### Paginatekst:
────

Varen met Arend

Mijn goede vriend vroeg me mee varen en ik ging mee onder één voorwaarde: het nieuws en het C-woord zouden aan wal moeten blijven. Daar moest hij over nadenken aangezien hij graag en veel zijn mening deelt. Ik ben het overigens lang niet altijd met hem oneens; uitsluiting op basis van medische gegevens, sterk opgevoerde dwang tot het zetten van een prik waarvan we inmiddels al weten dat je er niet minder besmettelijk door bent. Een vaccinatiegraad die kostte wat kost omhoog moet, desnoods door de druk op jongeren op te voeren, maar waarom eigenlijk? De slogan: ‘Je doet het voor een ander’ klopt niet meer als je gevaccineerd het virus nog steeds overdraagt.

Ik liet mezelf lekprikken in de hoop daarmee terug over te kunnen tot de orde van de dag, maar niets is minder waar. Ineens bevind ik mij ongevraagd in een kamp en zitten mijn vrienden in het andere kamp. In het kader van overbruggen is het vast goed om samen in een bootje te gaan zitten. ‘Oké, tien minuten discussie per dag dan als compromis. Als je maar niet gaat zeggen dat ik geprikt en wel de herfst niet zal halen. Dat is zo’n ongezellige gedachte.’ Arend grijnst naar me: ‘Dat is precies waarom ik wil zeilen met jou, Willem. Een afscheidsreis.’ Hij lacht hard en schenkt me een Berenburg in.

────

### Oefengegevens:
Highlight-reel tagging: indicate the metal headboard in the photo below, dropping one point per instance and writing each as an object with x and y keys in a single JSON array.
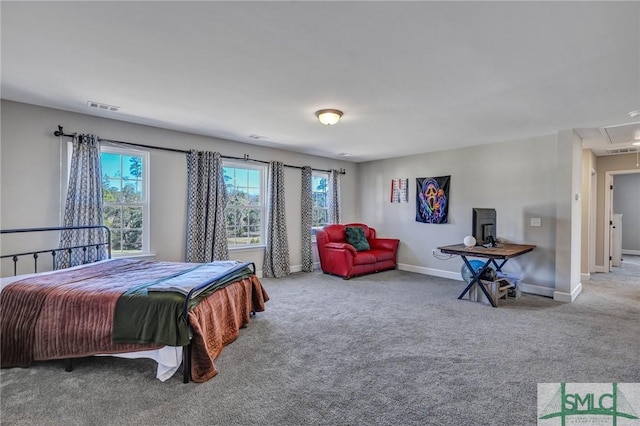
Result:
[{"x": 35, "y": 254}]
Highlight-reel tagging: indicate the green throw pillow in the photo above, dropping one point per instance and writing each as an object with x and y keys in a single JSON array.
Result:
[{"x": 355, "y": 237}]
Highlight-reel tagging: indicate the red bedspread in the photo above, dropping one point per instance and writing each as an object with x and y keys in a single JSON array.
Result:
[{"x": 70, "y": 313}]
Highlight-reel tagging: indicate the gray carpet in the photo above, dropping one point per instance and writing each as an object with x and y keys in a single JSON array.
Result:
[{"x": 395, "y": 348}]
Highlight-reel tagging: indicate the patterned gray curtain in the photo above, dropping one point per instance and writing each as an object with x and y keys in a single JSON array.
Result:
[
  {"x": 276, "y": 254},
  {"x": 333, "y": 195},
  {"x": 306, "y": 208},
  {"x": 83, "y": 205},
  {"x": 207, "y": 199}
]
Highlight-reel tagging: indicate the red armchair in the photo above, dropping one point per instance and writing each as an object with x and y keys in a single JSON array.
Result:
[{"x": 340, "y": 258}]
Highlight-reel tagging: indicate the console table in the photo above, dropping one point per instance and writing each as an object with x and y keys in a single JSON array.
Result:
[{"x": 501, "y": 252}]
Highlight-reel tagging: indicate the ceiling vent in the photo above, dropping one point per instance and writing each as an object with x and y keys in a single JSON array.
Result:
[
  {"x": 103, "y": 107},
  {"x": 623, "y": 150},
  {"x": 620, "y": 133}
]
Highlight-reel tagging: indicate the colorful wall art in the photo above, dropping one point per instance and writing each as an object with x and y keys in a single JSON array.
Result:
[{"x": 432, "y": 199}]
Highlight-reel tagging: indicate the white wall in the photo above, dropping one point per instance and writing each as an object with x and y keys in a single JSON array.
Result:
[
  {"x": 517, "y": 178},
  {"x": 608, "y": 165},
  {"x": 626, "y": 200},
  {"x": 31, "y": 176}
]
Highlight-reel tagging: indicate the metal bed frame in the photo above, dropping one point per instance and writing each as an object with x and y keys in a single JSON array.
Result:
[{"x": 186, "y": 350}]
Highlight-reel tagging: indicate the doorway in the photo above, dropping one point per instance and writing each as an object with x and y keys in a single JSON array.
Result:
[{"x": 609, "y": 231}]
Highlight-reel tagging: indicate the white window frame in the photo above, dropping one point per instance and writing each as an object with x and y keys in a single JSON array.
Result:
[
  {"x": 324, "y": 175},
  {"x": 145, "y": 204},
  {"x": 262, "y": 169}
]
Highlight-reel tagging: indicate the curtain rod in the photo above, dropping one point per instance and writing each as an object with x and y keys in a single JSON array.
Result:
[{"x": 60, "y": 132}]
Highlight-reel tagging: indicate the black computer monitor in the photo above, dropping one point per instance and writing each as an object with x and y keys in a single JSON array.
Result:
[{"x": 484, "y": 226}]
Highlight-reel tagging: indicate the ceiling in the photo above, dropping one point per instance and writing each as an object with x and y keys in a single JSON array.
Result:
[{"x": 410, "y": 77}]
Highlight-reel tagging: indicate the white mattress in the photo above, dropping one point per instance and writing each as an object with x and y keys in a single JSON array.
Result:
[{"x": 168, "y": 358}]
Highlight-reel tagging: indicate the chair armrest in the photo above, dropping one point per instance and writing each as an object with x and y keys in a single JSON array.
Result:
[
  {"x": 384, "y": 244},
  {"x": 341, "y": 246}
]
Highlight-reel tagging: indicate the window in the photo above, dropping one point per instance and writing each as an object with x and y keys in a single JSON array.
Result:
[
  {"x": 320, "y": 212},
  {"x": 125, "y": 196},
  {"x": 246, "y": 204}
]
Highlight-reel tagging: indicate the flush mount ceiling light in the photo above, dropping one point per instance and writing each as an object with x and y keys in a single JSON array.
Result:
[{"x": 329, "y": 117}]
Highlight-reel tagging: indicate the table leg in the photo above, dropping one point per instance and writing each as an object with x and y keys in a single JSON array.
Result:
[{"x": 475, "y": 279}]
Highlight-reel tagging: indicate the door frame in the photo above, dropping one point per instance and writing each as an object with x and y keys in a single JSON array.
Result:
[{"x": 608, "y": 211}]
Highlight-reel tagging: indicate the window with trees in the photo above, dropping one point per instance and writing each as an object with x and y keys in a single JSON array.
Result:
[
  {"x": 246, "y": 204},
  {"x": 320, "y": 213},
  {"x": 125, "y": 196}
]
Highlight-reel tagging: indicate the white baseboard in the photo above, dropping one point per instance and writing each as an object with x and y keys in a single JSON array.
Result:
[
  {"x": 561, "y": 296},
  {"x": 430, "y": 271},
  {"x": 524, "y": 287}
]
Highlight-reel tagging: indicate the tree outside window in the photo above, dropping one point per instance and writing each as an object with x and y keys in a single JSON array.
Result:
[
  {"x": 245, "y": 205},
  {"x": 125, "y": 199}
]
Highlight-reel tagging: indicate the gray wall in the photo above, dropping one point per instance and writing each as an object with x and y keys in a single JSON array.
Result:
[
  {"x": 626, "y": 200},
  {"x": 515, "y": 178},
  {"x": 33, "y": 163}
]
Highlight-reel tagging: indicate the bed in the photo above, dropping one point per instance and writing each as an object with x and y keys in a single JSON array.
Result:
[{"x": 175, "y": 313}]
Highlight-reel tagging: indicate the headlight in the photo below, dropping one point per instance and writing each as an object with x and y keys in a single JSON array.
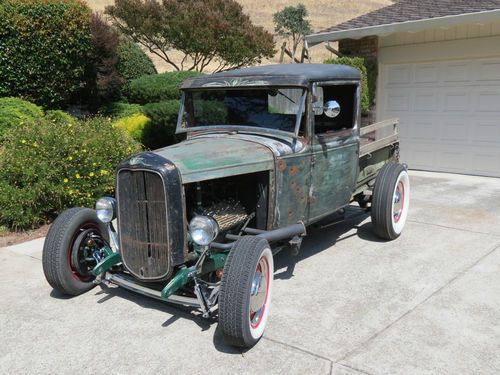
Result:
[
  {"x": 106, "y": 209},
  {"x": 203, "y": 230}
]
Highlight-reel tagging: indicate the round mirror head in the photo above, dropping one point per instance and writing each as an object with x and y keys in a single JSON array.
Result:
[{"x": 332, "y": 108}]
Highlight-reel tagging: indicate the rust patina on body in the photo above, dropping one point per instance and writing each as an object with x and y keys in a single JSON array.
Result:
[{"x": 268, "y": 151}]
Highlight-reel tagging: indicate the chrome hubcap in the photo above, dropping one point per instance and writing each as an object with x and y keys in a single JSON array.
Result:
[
  {"x": 258, "y": 292},
  {"x": 398, "y": 202}
]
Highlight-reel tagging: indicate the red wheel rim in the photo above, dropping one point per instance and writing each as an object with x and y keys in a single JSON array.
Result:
[
  {"x": 260, "y": 292},
  {"x": 398, "y": 201}
]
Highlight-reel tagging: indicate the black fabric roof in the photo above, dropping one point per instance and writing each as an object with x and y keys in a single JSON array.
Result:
[
  {"x": 411, "y": 10},
  {"x": 280, "y": 75}
]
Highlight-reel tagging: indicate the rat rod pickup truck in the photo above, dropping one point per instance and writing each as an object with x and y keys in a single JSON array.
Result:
[{"x": 269, "y": 151}]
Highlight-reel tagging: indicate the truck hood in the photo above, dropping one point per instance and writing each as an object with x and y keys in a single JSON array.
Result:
[{"x": 216, "y": 156}]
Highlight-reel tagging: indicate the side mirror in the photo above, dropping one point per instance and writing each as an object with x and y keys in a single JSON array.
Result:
[
  {"x": 317, "y": 104},
  {"x": 331, "y": 108}
]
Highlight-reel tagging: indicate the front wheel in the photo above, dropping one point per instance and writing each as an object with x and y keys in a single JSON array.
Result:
[
  {"x": 72, "y": 248},
  {"x": 390, "y": 201},
  {"x": 245, "y": 294}
]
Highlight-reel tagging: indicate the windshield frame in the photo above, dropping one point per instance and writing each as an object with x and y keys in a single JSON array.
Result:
[{"x": 245, "y": 128}]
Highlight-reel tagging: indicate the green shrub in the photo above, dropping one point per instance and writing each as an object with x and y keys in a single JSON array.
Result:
[
  {"x": 156, "y": 87},
  {"x": 358, "y": 63},
  {"x": 372, "y": 74},
  {"x": 59, "y": 116},
  {"x": 160, "y": 132},
  {"x": 43, "y": 49},
  {"x": 119, "y": 110},
  {"x": 132, "y": 61},
  {"x": 46, "y": 167},
  {"x": 134, "y": 125},
  {"x": 14, "y": 111},
  {"x": 103, "y": 82}
]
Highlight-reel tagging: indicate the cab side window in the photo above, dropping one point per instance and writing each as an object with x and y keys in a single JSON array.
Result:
[{"x": 345, "y": 95}]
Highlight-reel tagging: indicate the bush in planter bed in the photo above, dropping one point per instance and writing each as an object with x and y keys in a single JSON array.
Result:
[
  {"x": 119, "y": 110},
  {"x": 14, "y": 111},
  {"x": 47, "y": 166},
  {"x": 157, "y": 87},
  {"x": 133, "y": 125}
]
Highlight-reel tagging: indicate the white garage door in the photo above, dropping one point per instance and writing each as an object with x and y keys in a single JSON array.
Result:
[{"x": 449, "y": 113}]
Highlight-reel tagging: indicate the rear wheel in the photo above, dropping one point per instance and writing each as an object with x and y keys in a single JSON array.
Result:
[
  {"x": 391, "y": 201},
  {"x": 245, "y": 294},
  {"x": 72, "y": 249}
]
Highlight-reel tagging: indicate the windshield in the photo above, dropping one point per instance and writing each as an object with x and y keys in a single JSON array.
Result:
[{"x": 271, "y": 108}]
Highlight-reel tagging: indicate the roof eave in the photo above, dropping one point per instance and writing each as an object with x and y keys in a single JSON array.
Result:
[{"x": 417, "y": 25}]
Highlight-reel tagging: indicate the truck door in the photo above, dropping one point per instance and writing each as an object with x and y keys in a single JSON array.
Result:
[{"x": 335, "y": 149}]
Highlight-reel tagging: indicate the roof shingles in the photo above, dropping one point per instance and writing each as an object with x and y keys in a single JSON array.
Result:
[{"x": 411, "y": 10}]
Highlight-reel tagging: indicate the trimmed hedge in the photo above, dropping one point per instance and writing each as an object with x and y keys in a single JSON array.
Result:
[
  {"x": 132, "y": 61},
  {"x": 43, "y": 49},
  {"x": 47, "y": 166},
  {"x": 157, "y": 87},
  {"x": 134, "y": 125},
  {"x": 15, "y": 111},
  {"x": 358, "y": 63},
  {"x": 119, "y": 110}
]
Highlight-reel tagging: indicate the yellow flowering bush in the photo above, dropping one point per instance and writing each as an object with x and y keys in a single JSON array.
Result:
[
  {"x": 133, "y": 125},
  {"x": 47, "y": 166}
]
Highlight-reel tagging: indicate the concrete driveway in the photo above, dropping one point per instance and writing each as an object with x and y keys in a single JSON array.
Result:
[{"x": 427, "y": 303}]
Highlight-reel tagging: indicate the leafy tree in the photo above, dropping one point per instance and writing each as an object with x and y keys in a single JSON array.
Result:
[
  {"x": 290, "y": 22},
  {"x": 203, "y": 31},
  {"x": 43, "y": 49}
]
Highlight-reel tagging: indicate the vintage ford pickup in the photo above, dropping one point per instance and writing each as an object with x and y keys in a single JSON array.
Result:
[{"x": 269, "y": 151}]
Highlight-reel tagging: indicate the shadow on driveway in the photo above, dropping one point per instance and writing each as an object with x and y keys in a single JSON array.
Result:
[{"x": 320, "y": 237}]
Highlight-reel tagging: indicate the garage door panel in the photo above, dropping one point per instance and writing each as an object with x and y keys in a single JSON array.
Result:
[
  {"x": 423, "y": 131},
  {"x": 449, "y": 114},
  {"x": 420, "y": 155},
  {"x": 486, "y": 132},
  {"x": 489, "y": 70},
  {"x": 487, "y": 161},
  {"x": 427, "y": 73},
  {"x": 457, "y": 100},
  {"x": 399, "y": 74},
  {"x": 488, "y": 101},
  {"x": 425, "y": 101},
  {"x": 454, "y": 131},
  {"x": 456, "y": 72},
  {"x": 397, "y": 101}
]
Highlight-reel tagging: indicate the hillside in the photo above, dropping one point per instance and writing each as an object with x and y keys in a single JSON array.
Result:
[{"x": 322, "y": 14}]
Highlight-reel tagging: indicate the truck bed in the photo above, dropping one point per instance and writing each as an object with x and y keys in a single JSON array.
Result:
[{"x": 379, "y": 145}]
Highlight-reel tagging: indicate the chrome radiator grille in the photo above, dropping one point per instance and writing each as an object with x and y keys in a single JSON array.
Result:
[{"x": 142, "y": 223}]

────

### Op te lossen:
1. Herhaal uit de tekst over varen met Arend het stuk dat begint bij "Ik liet mezelf" en doorloopt tot en met "een Berenburg in.".
2. Welke drank schenkt Arend in, volgens de tekst over varen met Arend?
3. Ga verder met de tekst over varen met Arend, aansluitend op de laatste zin.

### Antwoorden per opdracht:
1.
Ik liet mezelf lekprikken in de hoop daarmee terug over te kunnen tot de orde van de dag, maar niets is minder waar. Ineens bevind ik mij ongevraagd in een kamp en zitten mijn vrienden in het andere kamp. In het kader van overbruggen is het vast goed om samen in een bootje te gaan zitten. ‘Oké, tien minuten discussie per dag dan als compromis. Als je maar niet gaat zeggen dat ik geprikt en wel de herfst niet zal halen. Dat is zo’n ongezellige gedachte.’ Arend grijnst naar me: ‘Dat is precies waarom ik wil zeilen met jou, Willem. Een afscheidsreis.’ Hij lacht hard en schenkt me een Berenburg in.

2. Een Berenburg.

3.
Het is een ouderwets Hollandse zomer, het bootje schommelt op de Friese meren en áls er af en toe een zonnestraal doorbreekt dan juichen we hard en gaan direct op zoek naar zwembroek en zonnebril. Ik ben de fokkenmaat en krijg genadeloos op mijn kop als ik het langwerpige en gevlochten ding in mijn hand een touw noem. We hannesen met de mast en gaffels voor ophaalbruggetjes die niet opgehaald worden voor twee oude knarren in een bootje. Ik zet koffie in het vooronder en voel hoe mijn stramme ledematen moeten wennen aan de kleine ruimte. We laten ons geselen door wind en regen. Iemand zegt ons dat er onweer op komst is, maar we hebben het onszelf verboden om ons druk te maken om buienradar. Met je boot in het water en je neus in de wind merk je vanzelf wel welk weer het is. We halen herinneringen op, contempleren de keuzes die we maakten, de koers die we voeren, vandaag en de afgelopen zeventig jaar. En o ja, die tien minuten, we zijn ze glad vergeten.